━━ Text block ━━

First, a retraction: in my posting of Ric's paper that started all this,
there was a reference to an airplane crash caused by faulty software.  Upon
digging further, I can't find the incident.  The example is retracted; the
point about the inconceivable cost of BMD failure remains.

"Having dealt with some side issues", I will rebut Henry's rebuttal.

First, the matter of the need for absolute correctness, given that
verifiability is virtually impossible.  If we are to protect our cities
from attack, a "small" leakage is absolutely unacceptable.  Thus, the
battle management software must be perfect.
If we use such follies as pop-up missiles, matters are much worse.  A
missile rising out of a submarine is going to look hostile, no matter what
it does.  In fact, the mere starting up of ANY sort of BMD system is going
to look hostile; remember, current bets are that a BMD system adequate to
cope with a retaliatory strike is probably feasible, so firing it up may be
the first step of a first strike.  In which case, the only way for the
Soviets to preserve their deterrent is to go to launch-on-warning so that
something will get through.  They may consider some stage of BMD startup to
be "warning".  And then they may not... did you play "chicken" in your
younger days?  Did you play it with the population of the Northern
Hemisphere in your car?

Note, by the way, that no straw-man tying of BMD to retaliatory ICBMs is
needed to cause an "accidental" war.

Now for the point that, given the source, shocks me.  Henry asks
>Furthermore, why should the decision to activate an SDI system against
>a major attack have to be automated at all?

ALL proponents of SDI (with the possible exception of ol' Sixgun)

━━━

◆ Stated task 1:
Answer from the missile defense post:
(a) What example does the writer retract?
(b) According to the writer, how will a missile rising out of a submarine look?
(c) What must the Soviets go to in order to preserve their deterrent?
The records below this point are unrelated to the missile defense post.

━━ Records shown ━━

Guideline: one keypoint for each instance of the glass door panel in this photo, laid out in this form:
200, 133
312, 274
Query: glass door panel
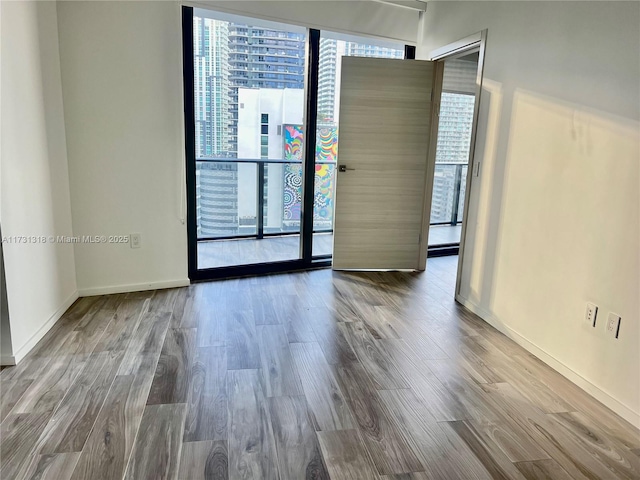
249, 80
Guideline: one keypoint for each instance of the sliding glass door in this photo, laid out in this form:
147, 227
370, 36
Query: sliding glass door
261, 115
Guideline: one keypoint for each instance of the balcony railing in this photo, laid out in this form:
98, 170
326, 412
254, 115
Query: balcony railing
249, 197
447, 201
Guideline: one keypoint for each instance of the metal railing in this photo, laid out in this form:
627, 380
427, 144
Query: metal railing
447, 201
228, 191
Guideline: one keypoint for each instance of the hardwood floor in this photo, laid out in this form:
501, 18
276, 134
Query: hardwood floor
306, 375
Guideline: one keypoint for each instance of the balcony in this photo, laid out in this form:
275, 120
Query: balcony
248, 210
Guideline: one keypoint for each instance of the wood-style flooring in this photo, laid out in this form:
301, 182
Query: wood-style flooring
311, 375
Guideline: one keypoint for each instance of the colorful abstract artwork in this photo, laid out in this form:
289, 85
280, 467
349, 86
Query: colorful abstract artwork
326, 157
327, 144
293, 143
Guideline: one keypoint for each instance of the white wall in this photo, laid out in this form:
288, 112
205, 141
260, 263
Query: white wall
40, 277
556, 216
122, 85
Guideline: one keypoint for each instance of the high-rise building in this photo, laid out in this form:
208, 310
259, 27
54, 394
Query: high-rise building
329, 69
211, 83
230, 56
262, 58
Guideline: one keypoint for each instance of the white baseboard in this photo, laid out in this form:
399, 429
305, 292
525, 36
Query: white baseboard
42, 331
133, 287
618, 407
7, 360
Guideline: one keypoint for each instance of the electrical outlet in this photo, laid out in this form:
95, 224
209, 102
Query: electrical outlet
613, 324
135, 240
591, 314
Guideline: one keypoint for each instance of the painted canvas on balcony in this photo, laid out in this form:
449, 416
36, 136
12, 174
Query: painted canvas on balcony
326, 156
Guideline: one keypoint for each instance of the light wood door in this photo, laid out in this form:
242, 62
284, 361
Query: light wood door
382, 196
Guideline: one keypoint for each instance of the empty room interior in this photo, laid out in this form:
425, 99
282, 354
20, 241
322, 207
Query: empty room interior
371, 239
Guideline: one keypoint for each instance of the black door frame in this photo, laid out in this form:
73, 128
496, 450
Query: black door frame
306, 261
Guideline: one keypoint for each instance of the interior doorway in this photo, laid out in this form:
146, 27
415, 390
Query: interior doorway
472, 50
455, 125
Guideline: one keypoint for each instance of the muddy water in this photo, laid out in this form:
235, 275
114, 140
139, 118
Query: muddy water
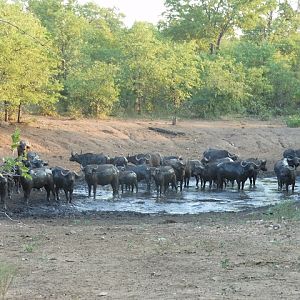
189, 201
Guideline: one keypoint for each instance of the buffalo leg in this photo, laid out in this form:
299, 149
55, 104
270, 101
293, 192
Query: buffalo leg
89, 189
67, 195
57, 193
94, 190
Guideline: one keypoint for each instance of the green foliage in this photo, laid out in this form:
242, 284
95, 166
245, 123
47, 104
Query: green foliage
293, 121
27, 60
7, 274
10, 163
15, 137
286, 210
206, 58
30, 247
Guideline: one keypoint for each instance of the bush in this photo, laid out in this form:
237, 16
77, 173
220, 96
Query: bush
7, 274
293, 121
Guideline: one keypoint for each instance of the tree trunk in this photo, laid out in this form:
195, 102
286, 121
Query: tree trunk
138, 107
174, 119
19, 113
5, 111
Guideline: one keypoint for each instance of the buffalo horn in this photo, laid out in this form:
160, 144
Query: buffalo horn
63, 173
138, 159
244, 163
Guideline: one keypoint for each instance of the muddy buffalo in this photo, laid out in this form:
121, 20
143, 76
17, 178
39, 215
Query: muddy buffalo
89, 159
214, 154
38, 178
101, 175
163, 177
64, 179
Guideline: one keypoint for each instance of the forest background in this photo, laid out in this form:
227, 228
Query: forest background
204, 59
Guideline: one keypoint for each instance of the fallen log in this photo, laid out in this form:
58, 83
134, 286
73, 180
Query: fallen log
166, 131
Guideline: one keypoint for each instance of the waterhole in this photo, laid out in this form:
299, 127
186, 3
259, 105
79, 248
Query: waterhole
189, 201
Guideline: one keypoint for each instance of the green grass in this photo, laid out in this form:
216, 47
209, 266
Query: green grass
287, 210
7, 274
30, 247
293, 121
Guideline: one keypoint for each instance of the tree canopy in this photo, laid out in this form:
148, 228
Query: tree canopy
205, 58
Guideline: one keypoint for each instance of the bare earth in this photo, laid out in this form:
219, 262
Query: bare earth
132, 256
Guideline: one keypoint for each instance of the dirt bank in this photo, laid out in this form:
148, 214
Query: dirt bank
133, 256
54, 139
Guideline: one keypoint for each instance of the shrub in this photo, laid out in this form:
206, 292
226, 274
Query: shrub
7, 274
293, 121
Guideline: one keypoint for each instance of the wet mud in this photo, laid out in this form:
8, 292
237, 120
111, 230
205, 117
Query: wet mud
190, 201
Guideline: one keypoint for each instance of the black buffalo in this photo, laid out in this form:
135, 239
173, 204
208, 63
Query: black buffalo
119, 161
138, 159
163, 177
290, 153
193, 168
101, 175
33, 160
128, 179
64, 179
179, 167
89, 159
238, 171
285, 170
209, 172
143, 172
260, 166
6, 184
38, 178
214, 154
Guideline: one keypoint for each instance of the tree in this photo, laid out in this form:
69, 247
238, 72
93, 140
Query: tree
28, 62
181, 76
93, 89
140, 65
209, 21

━━━

◆ Stated task 2:
Pull out every line of the records that contains the string "canopy". Case counts.

◆ Exercise answer 1:
(a) A reference to an airplane crash caused by faulty software.
(b) Hostile, no matter what it does.
(c) Launch-on-warning, so that something will get through.

◆ Exercise answer 2:
Guideline: one keypoint for each instance of the tree canopy in this photo, laid out in this form:
Query: tree canopy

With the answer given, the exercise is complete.